### WHAT THE EXERCISE ASKS:
Quote the entries word for word. Omit the pictures.

Pointing dataset excerpts:
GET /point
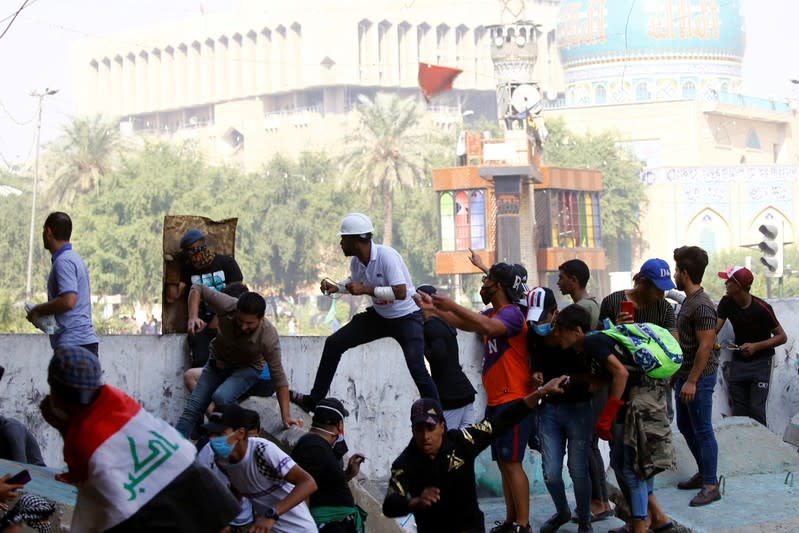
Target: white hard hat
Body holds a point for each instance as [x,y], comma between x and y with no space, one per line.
[356,224]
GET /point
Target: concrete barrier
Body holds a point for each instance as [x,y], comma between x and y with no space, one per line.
[372,380]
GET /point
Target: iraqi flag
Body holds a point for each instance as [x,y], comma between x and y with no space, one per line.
[121,458]
[435,79]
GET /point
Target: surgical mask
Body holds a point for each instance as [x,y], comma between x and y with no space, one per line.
[221,446]
[340,447]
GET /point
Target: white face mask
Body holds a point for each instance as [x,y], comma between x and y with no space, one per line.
[57,411]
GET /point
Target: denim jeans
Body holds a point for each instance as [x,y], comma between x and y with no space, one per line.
[693,421]
[369,326]
[220,385]
[636,491]
[561,425]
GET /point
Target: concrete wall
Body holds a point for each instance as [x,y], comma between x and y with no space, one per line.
[372,381]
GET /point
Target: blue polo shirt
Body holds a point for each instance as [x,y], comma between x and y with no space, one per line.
[69,274]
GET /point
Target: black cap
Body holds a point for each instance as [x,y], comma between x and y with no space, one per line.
[426,288]
[232,416]
[426,411]
[330,411]
[190,237]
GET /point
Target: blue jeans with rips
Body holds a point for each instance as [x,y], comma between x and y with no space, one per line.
[219,385]
[562,425]
[694,422]
[636,491]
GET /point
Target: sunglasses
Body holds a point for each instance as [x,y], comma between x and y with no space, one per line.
[194,250]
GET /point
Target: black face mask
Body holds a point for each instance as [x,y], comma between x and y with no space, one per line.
[340,447]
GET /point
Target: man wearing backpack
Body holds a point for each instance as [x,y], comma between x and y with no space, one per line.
[693,387]
[635,401]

### ANSWER TO THE TASK:
GET /point
Target: white hard hat
Body holds a point for each instance as [x,y], comma between x and y with no space, one per line.
[356,224]
GET /point
Target: concrete barrier
Body holds a point for each instance as [x,y], comma between x and y with no space, one per line.
[372,380]
GET /point
Target: iraqi flag
Body holds a point for each instance as [x,y], comma between x and y with no space, one per line.
[121,458]
[435,79]
GET /point
Target: surgical mask
Body holds a point for each instance as [x,y], comma between x and y with no space, one per line.
[221,446]
[340,447]
GET /point
Target: white face mask
Body holds a point for each instance as [x,y], comma between x and y with no space, one per line.
[57,411]
GET /point
Target: denim jeans
Body holds a point for each instance as [x,y], comma between x and y with no space, one per line.
[693,421]
[369,326]
[220,385]
[636,491]
[561,425]
GET /point
Target: concrete wall
Body holds a point for each instance as [x,y], comma between x and y with no space, one per line.
[372,381]
GET /point
Target: blue polo shirt
Body holds a point for each instance as [x,y], comma between x and y with no space, one per line.
[69,274]
GET /point
Target: black cap
Body holds a point for each instance as [x,y], comma between x and y with no space, one per line.
[426,288]
[232,416]
[426,411]
[330,411]
[190,237]
GET /point
Target: blue jeans with rips
Body holds a point for each instance as [x,y], comma between x and y with no space, one per line.
[219,385]
[562,425]
[694,422]
[636,491]
GET /point
Target: sunglasses
Body holds a point for each instance as [x,y], comma between x and y with no space, one per line.
[194,250]
GET /point
Target: black face mask
Body holds a point for each instance as [x,y], comma between x and y with no space, one per line.
[340,447]
GET /point
Target: man wearing backpack
Body holds a point for each instance as [x,y], comma between x and y with no space, one per line.
[693,387]
[635,401]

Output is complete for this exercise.